__Things to do__
a) In the article on NHS automation, what share of hospital doctors' workload could robots and artificial intelligence systems take on?
b) Translate this sentence from the article on NHS automation into Spanish: "The report claims that artificial intelligence and automation will serve to complement human workers and free up more time for direct patient care, rather than resulting in mass unemployment."
c) Carry on the article on NHS automation from its final sentence.

__Excerpt provided__

● ● ● ●

Robots and artificial intelligence could save NHS £12.5bn a year

The NHS could shave off a tenth of its budget by assigning nearly a third to robots and artificial intelligence systems, a new report by surgeon and former health minister Lord Darzi, has claimed. The report suggests the NHS could achieve cost savings of £12.5bn a year, by fully automating repetitive and administrative tasks, such as communicating medical notes, booking appointments and processing prescriptions.

It suggests that “home help care robots” designed to help people move around the home, help with household maintenance and even wash, dress and feed themselves, could reduce the human workload by 30%.

The report claims that artificial intelligence and automation will serve to complement human workers and free up more time for direct patient care, rather than resulting in mass unemployment. It also points out that technology will also help to fill a void left by a shortage of frontline staff in health and social care.

The report claims that robots and artificial intelligence systems could take on approximately:

  • 31% of the workload currently faced by GPs,
  • 23% of that of hospital doctors,
  • 29% of that of nurses.

Meanwhile, tapping the full potential of machine learning and artificial intelligence systems in diagnostics could enhance the speed and accuracy of diagnoses, particularly for conditions such as pneumonia, eye diseases, heart conditions and different types of cancer, the report claims. Biosensors will also allow the remote monitoring and alerting responses to clinical observations, such as sepsis.

● ● ● ●

Entries taken from a collection
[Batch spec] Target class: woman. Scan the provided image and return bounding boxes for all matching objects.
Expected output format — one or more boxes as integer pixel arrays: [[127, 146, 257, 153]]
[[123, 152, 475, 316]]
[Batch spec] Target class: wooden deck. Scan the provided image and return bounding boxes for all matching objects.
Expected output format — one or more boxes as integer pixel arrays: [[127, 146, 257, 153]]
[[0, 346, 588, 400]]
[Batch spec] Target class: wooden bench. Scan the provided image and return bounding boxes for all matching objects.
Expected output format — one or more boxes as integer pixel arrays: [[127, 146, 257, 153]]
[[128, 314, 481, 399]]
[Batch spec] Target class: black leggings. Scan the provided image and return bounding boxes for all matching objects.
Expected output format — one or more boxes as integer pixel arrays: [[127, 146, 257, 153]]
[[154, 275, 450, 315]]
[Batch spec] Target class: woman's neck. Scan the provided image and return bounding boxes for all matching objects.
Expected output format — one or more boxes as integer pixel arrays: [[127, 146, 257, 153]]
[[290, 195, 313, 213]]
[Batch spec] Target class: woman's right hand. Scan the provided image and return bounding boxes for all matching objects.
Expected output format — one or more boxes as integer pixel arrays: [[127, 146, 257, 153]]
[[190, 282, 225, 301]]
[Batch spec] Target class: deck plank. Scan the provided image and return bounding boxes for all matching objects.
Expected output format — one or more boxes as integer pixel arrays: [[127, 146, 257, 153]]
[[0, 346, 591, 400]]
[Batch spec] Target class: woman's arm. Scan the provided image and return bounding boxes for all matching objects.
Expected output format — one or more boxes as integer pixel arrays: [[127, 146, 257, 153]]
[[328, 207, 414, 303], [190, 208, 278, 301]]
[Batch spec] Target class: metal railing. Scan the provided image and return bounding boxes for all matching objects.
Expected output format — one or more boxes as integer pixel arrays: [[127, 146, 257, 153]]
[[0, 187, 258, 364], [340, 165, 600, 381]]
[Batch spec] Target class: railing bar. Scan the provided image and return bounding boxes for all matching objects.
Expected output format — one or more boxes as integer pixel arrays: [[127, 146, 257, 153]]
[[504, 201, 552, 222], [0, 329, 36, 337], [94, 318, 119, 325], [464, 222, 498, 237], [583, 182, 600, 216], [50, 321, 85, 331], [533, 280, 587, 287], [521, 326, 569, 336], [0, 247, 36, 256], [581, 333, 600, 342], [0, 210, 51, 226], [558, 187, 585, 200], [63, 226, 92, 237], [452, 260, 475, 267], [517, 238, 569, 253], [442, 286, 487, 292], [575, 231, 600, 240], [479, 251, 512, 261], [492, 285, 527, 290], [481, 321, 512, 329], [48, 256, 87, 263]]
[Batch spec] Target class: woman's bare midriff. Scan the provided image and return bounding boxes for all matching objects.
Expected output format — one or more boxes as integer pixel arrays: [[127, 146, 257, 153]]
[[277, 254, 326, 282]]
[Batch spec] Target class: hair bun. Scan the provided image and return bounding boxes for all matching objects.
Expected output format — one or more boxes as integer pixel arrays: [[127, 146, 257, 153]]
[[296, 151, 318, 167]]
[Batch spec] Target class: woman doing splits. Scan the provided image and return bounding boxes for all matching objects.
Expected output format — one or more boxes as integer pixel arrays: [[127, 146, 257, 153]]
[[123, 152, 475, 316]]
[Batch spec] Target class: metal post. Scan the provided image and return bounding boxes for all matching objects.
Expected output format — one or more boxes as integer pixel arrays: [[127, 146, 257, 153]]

● ● ● ●

__Answers by task__
a) About 23%.

b) El informe afirma que la inteligencia artificial y la automatización servirán para complementar a los trabajadores humanos y liberar más tiempo para la atención directa al paciente, en lugar de provocar un desempleo masivo.

c)
While the report makes no reference to the potential cost or timeline for achieving such a high level of sophistication, it acknowledges many barriers facing to this innovation including “a lack of investment in the technological infrastructure; a need to redesign care pathways around automated solutions; and to retrain impacted staff to perform new roles.”

However, the report stresses that “the opportunity is too great to ignore”, and new funding for health and social care should include a sizable budget for this innovation pathway.

The report concludes: “Automation has the potential to transform the social care sector by connecting support at home, in residential care, and in hospitals, thereby smoothing the transitions between these settings.

“The future is full of possibilities where robots empower people in old age, enabling better, longer, and more fulfilling lives. Wider application of social digital technology at all ages will enable more people to remain supported and connected to friends and family.”